Reading passage:
Physical Exercise for Cancer
Exercise is helpful for aerobic training, to increase strength, and/or to improve flexibility and fitness. It's also used as therapy to restore the body to a state of health.
Can exercise help people with cancer?
Exercise is helpful for many people with cancer. Scientists are still learning about how physical activity helps cancer and what impact it has on the immune system. Too much inactivity could result in a loss of function. Most doctors agree that regular amounts of modest physical activity can benefit people with cancer.
Studies have shown that for some people with cancer regular physical activity can help the following:
Improve aerobic fitness and muscle strength
Reduce anxiety or depression
Improve blood flow to the legs and reduce the risk of blood clots
Reduce diarrhea and constipation
Reduce the risk of heart disease
Increase overall physical functioning
Reduce dependence on others for the activities of daily living
How does exercise work?
There is no specific amount of exercise suggested for a person with cancer. The type and amount of exercise that is appropriate for you depends on your unique abilities and what you can tolerate.
Overall, exercise should make your heart work harder than normal. It is important to be able to monitor your heart rate, breathing rate, and muscle fatigue. Members of your health care team -- specifically your doctor and physical therapist -- can show you how, and can help you choose the kinds of activity that will be most beneficial. This includes exercise to help you build endurance and strength, and keep your body flexible and functioning properly.
For cancer survivors, the American College of Sports Medicine recommends the following:
Stay active. Avoid inactivity, even when you are receiving treatment.
Keep the health team involved. The health care team and fitness professionals need to closely monitor your exercise program. They can suggest the type and amount of exercise appropriate to for your diagnosis. This helps you avoid injuries and safely increase your activities as strength and endurance builds.
Aim for 150 minutes of exercise per week. When physically able, aim for 150 minutes per week of moderate-intensity aerobic activity.
Adapt your exercise to your diagnosis. Types of exercise should be geared to your needs and specific diagnoses. For example, people with bone involvement may be told to avoid heavy weight bearing exercises that may result in fractures. Your health care team can help guide your exercise decisions.

Activity list:
A. According to the text on exercise for cancer, what can regular physical activity help with for some people with cancer? Name every item it gives.
B. Write the next part of the text on exercise for cancer, picking up after its last sentence.
The listing after this point has nothing to do with the text on exercise for cancer.

[Segmentation mask data]

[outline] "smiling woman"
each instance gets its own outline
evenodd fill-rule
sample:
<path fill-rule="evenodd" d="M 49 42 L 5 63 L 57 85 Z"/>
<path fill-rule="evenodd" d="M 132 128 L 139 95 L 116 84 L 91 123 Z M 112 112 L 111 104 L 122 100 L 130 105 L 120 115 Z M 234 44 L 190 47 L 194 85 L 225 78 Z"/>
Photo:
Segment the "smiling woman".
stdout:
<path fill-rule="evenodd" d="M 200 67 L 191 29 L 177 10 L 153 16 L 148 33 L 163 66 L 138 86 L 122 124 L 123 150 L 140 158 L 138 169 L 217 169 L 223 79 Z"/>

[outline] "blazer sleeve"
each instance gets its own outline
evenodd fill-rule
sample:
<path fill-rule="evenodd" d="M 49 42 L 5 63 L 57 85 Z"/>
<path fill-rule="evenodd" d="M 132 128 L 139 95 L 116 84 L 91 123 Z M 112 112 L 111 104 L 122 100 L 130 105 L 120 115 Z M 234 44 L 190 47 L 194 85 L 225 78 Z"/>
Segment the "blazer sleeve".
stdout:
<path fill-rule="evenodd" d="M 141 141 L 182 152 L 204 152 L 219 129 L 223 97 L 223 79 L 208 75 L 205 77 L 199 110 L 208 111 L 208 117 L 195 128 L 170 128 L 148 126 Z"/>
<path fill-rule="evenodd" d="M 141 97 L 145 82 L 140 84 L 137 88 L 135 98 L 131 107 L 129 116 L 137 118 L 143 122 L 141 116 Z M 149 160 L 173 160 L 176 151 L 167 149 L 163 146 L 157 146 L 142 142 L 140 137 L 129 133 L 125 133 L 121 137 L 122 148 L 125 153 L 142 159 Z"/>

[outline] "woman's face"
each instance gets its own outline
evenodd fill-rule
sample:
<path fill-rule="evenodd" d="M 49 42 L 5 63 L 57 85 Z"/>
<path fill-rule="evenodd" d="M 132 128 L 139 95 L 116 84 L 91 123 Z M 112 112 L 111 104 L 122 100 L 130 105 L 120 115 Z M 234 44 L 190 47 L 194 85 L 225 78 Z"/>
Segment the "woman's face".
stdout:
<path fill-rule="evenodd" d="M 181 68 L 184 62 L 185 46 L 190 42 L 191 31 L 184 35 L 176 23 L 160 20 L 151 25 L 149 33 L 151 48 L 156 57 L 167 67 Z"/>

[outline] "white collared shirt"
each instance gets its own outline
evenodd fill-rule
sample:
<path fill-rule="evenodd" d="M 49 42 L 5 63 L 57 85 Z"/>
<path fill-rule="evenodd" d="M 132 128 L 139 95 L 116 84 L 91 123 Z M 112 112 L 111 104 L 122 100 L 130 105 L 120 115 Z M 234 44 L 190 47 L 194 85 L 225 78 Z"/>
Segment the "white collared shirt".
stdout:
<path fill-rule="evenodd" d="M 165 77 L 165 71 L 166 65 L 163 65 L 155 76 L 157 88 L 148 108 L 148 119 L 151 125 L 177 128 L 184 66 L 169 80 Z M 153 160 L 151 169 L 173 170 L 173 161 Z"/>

Answers for each item:
A.
- Improve aerobic fitness and muscle strength
- Reduce anxiety or depression
- Improve blood flow to the legs and reduce the risk of blood clots
- Reduce diarrhea and constipation
- Reduce the risk of heart disease
- Increase overall physical functioning
- Reduce dependence on others for the activities of daily living

B.
Your daily routine can also provide opportunities for exercise. Walking around your neighborhood after dinner, walking the dog, washing the car, and raking leaves are all activities that can help to build strength, maintain energy, and contribute to your overall well-being.
Are there any possible problems or complications associated with exercise?
Problems or complications are possible if you exercise at a level of exertion that is inappropriate for you. That is why it is important for you to plan an exercise program with your doctor.
Exercise, as an addition to your cancer treatment plan, has the potential to be pleasant and productive, but should not replace the care and treatment provided by your cancer care team. Always consult your doctor for more information.
Warnings regarding exercise
Do not exercise:
If your blood counts are low and you are at risk for infection, anemia, or bleeding.
If the minerals in your blood, such as sodium and potassium, are not normal (which is likely to be the case if you have been vomiting or having diarrhea).
If you are taking treatments that affect your lungs or heart, or are at risk for lung or heart disease. Instead, consult your doctor first, then watch for swollen ankles, sudden weight gain, or shortness of breath.
If you have unrelieved pain, nausea, vomiting, or other health concerns. Always consult your doctor before beginning any exercise program.
Precautions to consider as you exercise
Do not overexert your body if you are taking blood pressure medication that controls your heart rate.
Do not hold your breath, as this may put a strain on your heart.
Do not exercise on uneven surfaces that could cause you to fall.
If you have bone disease, poor vision, poor balance, or weakness, do not use heavy weights or perform excessive weight bearing exercises.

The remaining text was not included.